EXERCISE OBJECTIVE: Could you repeat, word for word, every line from the one containing "Where can you see the pink dresser?" through the final line of the records below, and nothing else?

ENTRIES PROVIDED:
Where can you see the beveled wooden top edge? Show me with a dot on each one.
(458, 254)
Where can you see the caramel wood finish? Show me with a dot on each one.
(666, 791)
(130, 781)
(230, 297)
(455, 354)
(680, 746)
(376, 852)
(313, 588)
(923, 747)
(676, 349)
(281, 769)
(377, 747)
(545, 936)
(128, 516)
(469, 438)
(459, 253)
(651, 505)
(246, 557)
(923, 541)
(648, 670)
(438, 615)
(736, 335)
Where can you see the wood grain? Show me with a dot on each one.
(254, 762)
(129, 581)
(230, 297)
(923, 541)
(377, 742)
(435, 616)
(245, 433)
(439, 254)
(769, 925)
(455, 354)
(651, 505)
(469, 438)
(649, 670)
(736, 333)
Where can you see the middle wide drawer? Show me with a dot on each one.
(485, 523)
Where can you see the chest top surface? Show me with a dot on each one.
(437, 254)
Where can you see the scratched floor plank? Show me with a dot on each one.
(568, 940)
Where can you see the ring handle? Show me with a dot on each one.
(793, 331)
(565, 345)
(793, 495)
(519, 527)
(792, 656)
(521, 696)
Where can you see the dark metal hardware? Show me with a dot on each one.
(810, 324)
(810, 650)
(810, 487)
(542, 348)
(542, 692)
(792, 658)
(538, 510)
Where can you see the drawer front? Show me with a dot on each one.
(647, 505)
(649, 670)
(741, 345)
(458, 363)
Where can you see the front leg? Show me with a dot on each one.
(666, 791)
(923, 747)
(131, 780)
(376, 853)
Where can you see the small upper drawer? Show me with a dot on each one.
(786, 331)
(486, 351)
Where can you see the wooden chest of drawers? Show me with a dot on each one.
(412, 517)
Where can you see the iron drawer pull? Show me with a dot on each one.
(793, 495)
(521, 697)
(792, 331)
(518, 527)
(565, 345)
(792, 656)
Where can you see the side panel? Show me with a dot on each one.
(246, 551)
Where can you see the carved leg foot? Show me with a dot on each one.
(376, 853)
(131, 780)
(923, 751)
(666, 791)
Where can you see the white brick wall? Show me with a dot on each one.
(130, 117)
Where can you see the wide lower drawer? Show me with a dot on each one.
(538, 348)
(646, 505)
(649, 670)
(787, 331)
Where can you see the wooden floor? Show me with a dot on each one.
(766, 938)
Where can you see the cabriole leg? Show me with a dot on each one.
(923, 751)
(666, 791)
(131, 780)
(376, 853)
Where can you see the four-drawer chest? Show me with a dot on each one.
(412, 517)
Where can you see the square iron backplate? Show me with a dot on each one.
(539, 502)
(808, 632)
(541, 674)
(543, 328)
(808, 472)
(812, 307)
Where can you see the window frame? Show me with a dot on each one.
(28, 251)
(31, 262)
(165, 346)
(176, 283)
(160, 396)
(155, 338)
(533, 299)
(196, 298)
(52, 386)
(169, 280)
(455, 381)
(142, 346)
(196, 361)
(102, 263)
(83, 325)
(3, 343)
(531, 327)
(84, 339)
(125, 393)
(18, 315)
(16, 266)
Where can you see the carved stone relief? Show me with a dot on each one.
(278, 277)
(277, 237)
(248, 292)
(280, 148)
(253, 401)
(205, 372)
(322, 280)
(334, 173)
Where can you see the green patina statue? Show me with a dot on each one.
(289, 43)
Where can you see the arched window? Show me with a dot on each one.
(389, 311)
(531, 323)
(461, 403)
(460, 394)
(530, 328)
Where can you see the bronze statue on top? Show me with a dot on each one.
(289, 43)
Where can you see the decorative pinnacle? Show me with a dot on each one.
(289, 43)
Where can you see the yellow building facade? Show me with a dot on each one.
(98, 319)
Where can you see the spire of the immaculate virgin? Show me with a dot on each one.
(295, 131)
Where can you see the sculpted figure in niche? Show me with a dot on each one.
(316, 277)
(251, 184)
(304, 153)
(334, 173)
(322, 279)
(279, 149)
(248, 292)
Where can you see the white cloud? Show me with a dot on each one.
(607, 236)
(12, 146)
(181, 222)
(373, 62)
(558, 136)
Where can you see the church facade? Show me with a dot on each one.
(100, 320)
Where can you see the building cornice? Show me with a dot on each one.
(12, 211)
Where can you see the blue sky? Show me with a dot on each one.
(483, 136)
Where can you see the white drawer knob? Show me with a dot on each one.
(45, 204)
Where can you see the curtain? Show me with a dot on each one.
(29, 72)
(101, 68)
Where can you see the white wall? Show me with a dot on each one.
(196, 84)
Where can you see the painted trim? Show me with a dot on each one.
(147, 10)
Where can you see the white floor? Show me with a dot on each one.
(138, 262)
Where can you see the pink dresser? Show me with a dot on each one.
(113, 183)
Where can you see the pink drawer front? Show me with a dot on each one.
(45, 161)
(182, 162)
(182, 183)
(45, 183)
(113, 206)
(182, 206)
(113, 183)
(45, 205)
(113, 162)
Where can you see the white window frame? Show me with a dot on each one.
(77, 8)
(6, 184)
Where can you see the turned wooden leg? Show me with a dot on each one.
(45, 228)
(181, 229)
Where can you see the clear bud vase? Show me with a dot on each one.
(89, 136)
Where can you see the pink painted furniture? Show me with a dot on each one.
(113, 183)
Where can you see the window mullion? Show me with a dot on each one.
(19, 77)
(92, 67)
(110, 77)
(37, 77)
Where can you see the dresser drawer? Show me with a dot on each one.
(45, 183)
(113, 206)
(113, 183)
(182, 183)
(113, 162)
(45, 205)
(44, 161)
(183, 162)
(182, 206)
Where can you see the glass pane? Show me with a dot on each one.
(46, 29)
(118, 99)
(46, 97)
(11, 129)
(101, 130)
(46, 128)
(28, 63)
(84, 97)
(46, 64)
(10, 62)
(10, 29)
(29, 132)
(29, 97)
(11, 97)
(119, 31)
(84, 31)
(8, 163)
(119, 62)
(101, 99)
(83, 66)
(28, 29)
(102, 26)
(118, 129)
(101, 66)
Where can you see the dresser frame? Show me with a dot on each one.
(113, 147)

ANSWER TO THE EXERCISE:
Where can you see the pink dresser? Show me with a dot on each one.
(113, 183)
Where can you see the pink drawer front? Show me with a dot on each one.
(45, 161)
(182, 162)
(182, 183)
(45, 183)
(113, 206)
(182, 206)
(113, 183)
(45, 205)
(113, 162)
Where can you see the white window frame? Show me with a dot on each one.
(77, 8)
(6, 184)
Where can you see the turned wooden leg? Show me with a dot on each one.
(45, 228)
(181, 229)
Where can you see the clear bud vase? Show me with a dot on each one.
(89, 136)
Where can you see the pink painted furniture? Show me with a dot on each one.
(113, 183)
Where can you see the window mullion? Show me with a dot on each one.
(19, 77)
(92, 67)
(110, 77)
(37, 77)
Where can you see the dresser drawer? Show me with a dot on each one.
(45, 183)
(113, 206)
(113, 183)
(182, 183)
(113, 162)
(45, 205)
(44, 161)
(183, 162)
(182, 206)
Where can you see the glass pane? Show me with a dot on each one.
(46, 29)
(118, 99)
(46, 97)
(11, 129)
(101, 130)
(46, 128)
(28, 63)
(84, 97)
(46, 64)
(10, 62)
(10, 29)
(29, 132)
(29, 97)
(11, 97)
(119, 31)
(84, 31)
(8, 163)
(119, 62)
(101, 99)
(83, 66)
(28, 29)
(102, 26)
(118, 129)
(101, 66)
Where can you see the dresser frame? Show me with a dot on each one.
(113, 147)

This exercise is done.